**Work to do:**
Beginning with the line that holds "[point] every instance of the aguaje" and ending with the last line below, repeat each line exactly, leaving any pictures out.

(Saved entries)
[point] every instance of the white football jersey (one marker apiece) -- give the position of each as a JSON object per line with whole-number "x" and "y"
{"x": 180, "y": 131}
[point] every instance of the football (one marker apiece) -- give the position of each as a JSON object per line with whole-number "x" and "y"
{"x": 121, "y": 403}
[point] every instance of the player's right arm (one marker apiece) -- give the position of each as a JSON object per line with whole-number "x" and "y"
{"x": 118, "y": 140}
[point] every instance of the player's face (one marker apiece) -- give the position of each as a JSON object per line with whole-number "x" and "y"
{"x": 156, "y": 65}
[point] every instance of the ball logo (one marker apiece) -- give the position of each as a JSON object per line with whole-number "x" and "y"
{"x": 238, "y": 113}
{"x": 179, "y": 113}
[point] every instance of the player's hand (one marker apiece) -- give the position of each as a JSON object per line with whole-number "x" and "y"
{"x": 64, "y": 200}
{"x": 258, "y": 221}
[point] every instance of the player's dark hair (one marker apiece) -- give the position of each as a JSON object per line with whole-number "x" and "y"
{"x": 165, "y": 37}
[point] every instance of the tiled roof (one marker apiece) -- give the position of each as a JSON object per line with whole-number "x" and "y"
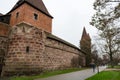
{"x": 1, "y": 14}
{"x": 38, "y": 4}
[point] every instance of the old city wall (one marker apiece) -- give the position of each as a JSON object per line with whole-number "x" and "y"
{"x": 24, "y": 52}
{"x": 60, "y": 55}
{"x": 32, "y": 51}
{"x": 4, "y": 30}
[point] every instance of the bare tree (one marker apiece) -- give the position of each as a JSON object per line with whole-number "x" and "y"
{"x": 106, "y": 20}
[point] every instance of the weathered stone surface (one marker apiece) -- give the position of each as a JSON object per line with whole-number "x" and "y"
{"x": 29, "y": 50}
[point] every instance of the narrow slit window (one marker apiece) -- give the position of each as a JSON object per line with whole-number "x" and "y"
{"x": 27, "y": 49}
{"x": 35, "y": 16}
{"x": 17, "y": 14}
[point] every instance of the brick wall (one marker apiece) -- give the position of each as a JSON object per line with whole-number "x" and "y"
{"x": 26, "y": 14}
{"x": 61, "y": 56}
{"x": 30, "y": 51}
{"x": 20, "y": 60}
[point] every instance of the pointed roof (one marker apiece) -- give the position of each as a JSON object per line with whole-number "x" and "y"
{"x": 85, "y": 34}
{"x": 37, "y": 4}
{"x": 1, "y": 14}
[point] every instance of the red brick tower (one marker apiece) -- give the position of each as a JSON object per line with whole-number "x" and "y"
{"x": 85, "y": 45}
{"x": 33, "y": 12}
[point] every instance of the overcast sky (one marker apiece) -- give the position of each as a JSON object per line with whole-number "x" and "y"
{"x": 70, "y": 16}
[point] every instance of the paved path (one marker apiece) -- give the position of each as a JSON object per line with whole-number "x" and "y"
{"x": 79, "y": 75}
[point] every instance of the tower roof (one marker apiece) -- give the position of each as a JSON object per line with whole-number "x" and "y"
{"x": 38, "y": 4}
{"x": 1, "y": 14}
{"x": 85, "y": 35}
{"x": 84, "y": 32}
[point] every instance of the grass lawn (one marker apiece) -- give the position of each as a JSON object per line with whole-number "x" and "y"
{"x": 45, "y": 74}
{"x": 106, "y": 75}
{"x": 116, "y": 67}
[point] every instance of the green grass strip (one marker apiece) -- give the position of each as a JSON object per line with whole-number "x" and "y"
{"x": 106, "y": 75}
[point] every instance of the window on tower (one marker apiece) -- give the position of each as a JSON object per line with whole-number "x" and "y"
{"x": 35, "y": 16}
{"x": 17, "y": 14}
{"x": 27, "y": 49}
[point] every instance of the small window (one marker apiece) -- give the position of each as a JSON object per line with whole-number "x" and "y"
{"x": 35, "y": 16}
{"x": 17, "y": 14}
{"x": 27, "y": 49}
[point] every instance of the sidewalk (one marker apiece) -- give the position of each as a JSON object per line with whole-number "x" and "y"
{"x": 79, "y": 75}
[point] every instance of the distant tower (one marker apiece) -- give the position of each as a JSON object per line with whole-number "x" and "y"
{"x": 85, "y": 45}
{"x": 33, "y": 12}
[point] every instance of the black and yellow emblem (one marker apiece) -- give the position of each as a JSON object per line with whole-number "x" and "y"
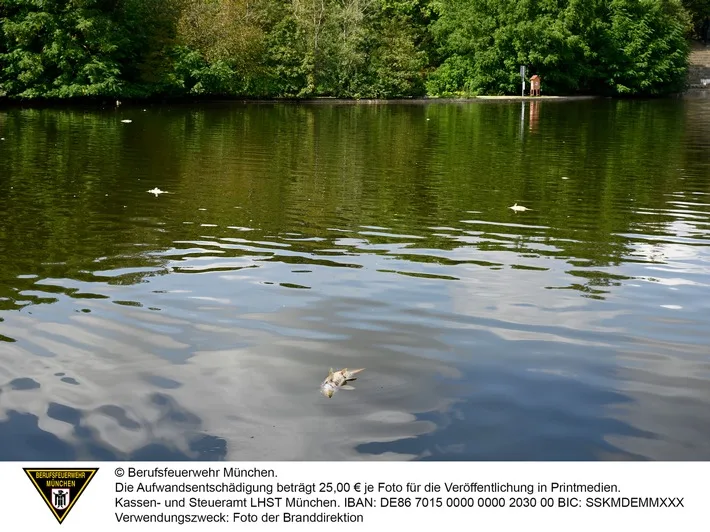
{"x": 60, "y": 488}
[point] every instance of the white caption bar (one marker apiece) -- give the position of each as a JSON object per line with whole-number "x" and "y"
{"x": 369, "y": 496}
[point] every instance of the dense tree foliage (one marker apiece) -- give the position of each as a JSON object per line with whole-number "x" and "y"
{"x": 342, "y": 48}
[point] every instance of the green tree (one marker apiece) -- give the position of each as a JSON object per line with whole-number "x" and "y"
{"x": 607, "y": 46}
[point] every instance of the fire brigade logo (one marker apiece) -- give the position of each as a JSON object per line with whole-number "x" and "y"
{"x": 60, "y": 488}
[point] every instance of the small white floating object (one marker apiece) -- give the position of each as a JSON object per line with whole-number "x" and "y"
{"x": 519, "y": 208}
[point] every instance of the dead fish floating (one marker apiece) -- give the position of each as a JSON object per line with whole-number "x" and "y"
{"x": 337, "y": 380}
{"x": 519, "y": 208}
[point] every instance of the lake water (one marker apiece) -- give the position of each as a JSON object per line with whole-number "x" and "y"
{"x": 199, "y": 324}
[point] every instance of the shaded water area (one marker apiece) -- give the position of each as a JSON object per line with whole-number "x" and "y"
{"x": 198, "y": 324}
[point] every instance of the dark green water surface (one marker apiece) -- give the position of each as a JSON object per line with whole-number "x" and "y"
{"x": 198, "y": 324}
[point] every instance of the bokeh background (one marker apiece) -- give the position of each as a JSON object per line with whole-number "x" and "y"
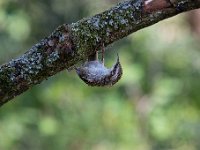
{"x": 155, "y": 106}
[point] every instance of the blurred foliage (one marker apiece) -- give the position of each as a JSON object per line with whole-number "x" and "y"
{"x": 155, "y": 106}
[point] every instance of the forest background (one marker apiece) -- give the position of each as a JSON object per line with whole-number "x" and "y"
{"x": 155, "y": 106}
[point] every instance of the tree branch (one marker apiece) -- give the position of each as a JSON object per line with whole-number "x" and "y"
{"x": 69, "y": 44}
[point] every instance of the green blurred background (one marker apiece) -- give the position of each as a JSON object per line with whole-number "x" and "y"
{"x": 155, "y": 106}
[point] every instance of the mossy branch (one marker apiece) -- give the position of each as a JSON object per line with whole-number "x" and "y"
{"x": 69, "y": 44}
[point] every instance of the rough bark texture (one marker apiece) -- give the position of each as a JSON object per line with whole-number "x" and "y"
{"x": 69, "y": 44}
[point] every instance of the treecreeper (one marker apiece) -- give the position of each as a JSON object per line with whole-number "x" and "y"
{"x": 94, "y": 73}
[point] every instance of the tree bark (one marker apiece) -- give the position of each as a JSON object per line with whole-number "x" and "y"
{"x": 72, "y": 43}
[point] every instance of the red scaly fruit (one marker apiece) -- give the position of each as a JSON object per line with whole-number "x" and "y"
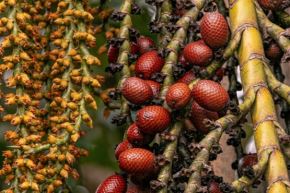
{"x": 121, "y": 147}
{"x": 198, "y": 53}
{"x": 178, "y": 95}
{"x": 113, "y": 184}
{"x": 273, "y": 52}
{"x": 271, "y": 4}
{"x": 137, "y": 161}
{"x": 210, "y": 95}
{"x": 136, "y": 137}
{"x": 113, "y": 52}
{"x": 136, "y": 90}
{"x": 199, "y": 114}
{"x": 152, "y": 119}
{"x": 214, "y": 29}
{"x": 187, "y": 78}
{"x": 214, "y": 188}
{"x": 148, "y": 64}
{"x": 145, "y": 44}
{"x": 155, "y": 86}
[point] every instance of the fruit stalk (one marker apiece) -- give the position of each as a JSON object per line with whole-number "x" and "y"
{"x": 202, "y": 157}
{"x": 250, "y": 55}
{"x": 275, "y": 31}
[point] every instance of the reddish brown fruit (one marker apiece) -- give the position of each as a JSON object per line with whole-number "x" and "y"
{"x": 273, "y": 52}
{"x": 112, "y": 184}
{"x": 214, "y": 188}
{"x": 136, "y": 137}
{"x": 210, "y": 95}
{"x": 187, "y": 78}
{"x": 198, "y": 53}
{"x": 199, "y": 114}
{"x": 178, "y": 95}
{"x": 136, "y": 90}
{"x": 214, "y": 29}
{"x": 155, "y": 86}
{"x": 148, "y": 64}
{"x": 145, "y": 44}
{"x": 137, "y": 161}
{"x": 152, "y": 119}
{"x": 113, "y": 52}
{"x": 121, "y": 147}
{"x": 271, "y": 4}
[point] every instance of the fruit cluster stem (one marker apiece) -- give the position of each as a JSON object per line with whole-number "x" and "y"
{"x": 251, "y": 55}
{"x": 213, "y": 137}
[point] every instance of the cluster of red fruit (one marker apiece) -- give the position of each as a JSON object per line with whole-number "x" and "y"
{"x": 208, "y": 98}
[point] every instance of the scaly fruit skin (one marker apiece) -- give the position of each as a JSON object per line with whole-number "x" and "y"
{"x": 145, "y": 44}
{"x": 178, "y": 95}
{"x": 136, "y": 90}
{"x": 271, "y": 4}
{"x": 210, "y": 95}
{"x": 113, "y": 184}
{"x": 152, "y": 119}
{"x": 121, "y": 147}
{"x": 136, "y": 137}
{"x": 113, "y": 52}
{"x": 155, "y": 86}
{"x": 198, "y": 53}
{"x": 214, "y": 188}
{"x": 214, "y": 29}
{"x": 137, "y": 161}
{"x": 187, "y": 78}
{"x": 197, "y": 116}
{"x": 148, "y": 64}
{"x": 273, "y": 52}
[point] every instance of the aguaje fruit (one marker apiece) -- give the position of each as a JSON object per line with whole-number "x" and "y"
{"x": 136, "y": 90}
{"x": 113, "y": 184}
{"x": 155, "y": 86}
{"x": 123, "y": 146}
{"x": 214, "y": 188}
{"x": 187, "y": 78}
{"x": 152, "y": 119}
{"x": 199, "y": 114}
{"x": 136, "y": 137}
{"x": 178, "y": 95}
{"x": 148, "y": 64}
{"x": 210, "y": 95}
{"x": 271, "y": 4}
{"x": 145, "y": 44}
{"x": 214, "y": 29}
{"x": 137, "y": 161}
{"x": 198, "y": 53}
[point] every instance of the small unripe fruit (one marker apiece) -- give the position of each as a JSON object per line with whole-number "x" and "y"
{"x": 210, "y": 95}
{"x": 178, "y": 95}
{"x": 112, "y": 184}
{"x": 137, "y": 161}
{"x": 148, "y": 64}
{"x": 198, "y": 53}
{"x": 136, "y": 90}
{"x": 121, "y": 147}
{"x": 152, "y": 119}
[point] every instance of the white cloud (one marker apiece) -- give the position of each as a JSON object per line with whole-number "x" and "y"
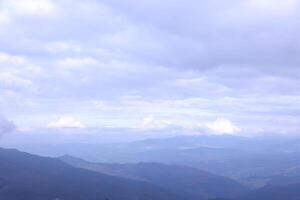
{"x": 150, "y": 122}
{"x": 274, "y": 6}
{"x": 66, "y": 122}
{"x": 222, "y": 126}
{"x": 6, "y": 126}
{"x": 29, "y": 7}
{"x": 77, "y": 63}
{"x": 4, "y": 18}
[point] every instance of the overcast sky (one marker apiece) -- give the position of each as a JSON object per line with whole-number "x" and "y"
{"x": 228, "y": 66}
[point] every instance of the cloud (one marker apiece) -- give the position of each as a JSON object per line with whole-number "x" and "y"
{"x": 6, "y": 126}
{"x": 29, "y": 7}
{"x": 66, "y": 122}
{"x": 223, "y": 126}
{"x": 184, "y": 62}
{"x": 150, "y": 122}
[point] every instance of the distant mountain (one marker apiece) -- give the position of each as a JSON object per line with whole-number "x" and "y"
{"x": 191, "y": 183}
{"x": 272, "y": 192}
{"x": 28, "y": 177}
{"x": 251, "y": 161}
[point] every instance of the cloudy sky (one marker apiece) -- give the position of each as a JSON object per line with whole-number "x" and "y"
{"x": 228, "y": 66}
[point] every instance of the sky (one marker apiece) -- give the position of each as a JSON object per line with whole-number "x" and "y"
{"x": 209, "y": 66}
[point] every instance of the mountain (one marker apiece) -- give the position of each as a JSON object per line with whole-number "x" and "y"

**Solution to this exercise:**
[point] every instance of the aguaje fruit (one marker apiece) -- give the position of each as a JSON object per line with whole-number "x" and "y"
{"x": 136, "y": 90}
{"x": 113, "y": 184}
{"x": 155, "y": 86}
{"x": 123, "y": 146}
{"x": 214, "y": 188}
{"x": 187, "y": 78}
{"x": 152, "y": 119}
{"x": 199, "y": 114}
{"x": 136, "y": 137}
{"x": 178, "y": 95}
{"x": 148, "y": 64}
{"x": 210, "y": 95}
{"x": 271, "y": 4}
{"x": 145, "y": 44}
{"x": 214, "y": 29}
{"x": 137, "y": 161}
{"x": 198, "y": 53}
[point] every instance of the small unripe fruit (one marker apiece) -- give the position of each as a JSON object per line with whole-number "x" and "y"
{"x": 210, "y": 95}
{"x": 178, "y": 95}
{"x": 112, "y": 184}
{"x": 137, "y": 161}
{"x": 148, "y": 64}
{"x": 198, "y": 53}
{"x": 136, "y": 90}
{"x": 121, "y": 147}
{"x": 152, "y": 119}
[point] every instance of the white cloud (one marker apiece) -- give the position of each as a JSON object per line with whole-number "x" and "y"
{"x": 150, "y": 122}
{"x": 274, "y": 6}
{"x": 66, "y": 122}
{"x": 222, "y": 126}
{"x": 6, "y": 126}
{"x": 29, "y": 7}
{"x": 77, "y": 63}
{"x": 4, "y": 18}
[point] every instance of the overcast sky (one marker apiece) -- give the position of each as a JSON object per line with whole-number "x" and "y"
{"x": 228, "y": 66}
[point] every instance of the cloud (one marker apiece) -- give the position of each as a JSON object per line with whole-number "x" and "y"
{"x": 6, "y": 126}
{"x": 29, "y": 7}
{"x": 66, "y": 122}
{"x": 223, "y": 126}
{"x": 184, "y": 62}
{"x": 150, "y": 122}
[point] every instance of the distant mountain (one marker apiece) -- give the position of each as a JSON object per line with whole-number "x" and "y"
{"x": 191, "y": 183}
{"x": 272, "y": 192}
{"x": 28, "y": 177}
{"x": 251, "y": 161}
[point] every instance of the cloudy sky (one marker apiece) -- give the position of each as a JSON object per line with whole-number "x" and "y"
{"x": 228, "y": 66}
[point] every instance of the sky (one marker apiece) -- give the position of each as a JSON object per line with whole-number "x" and "y"
{"x": 209, "y": 66}
[point] every instance of the mountain (one marker apiece) -- give the position of each as a JSON object per line with whole-number "x" and "y"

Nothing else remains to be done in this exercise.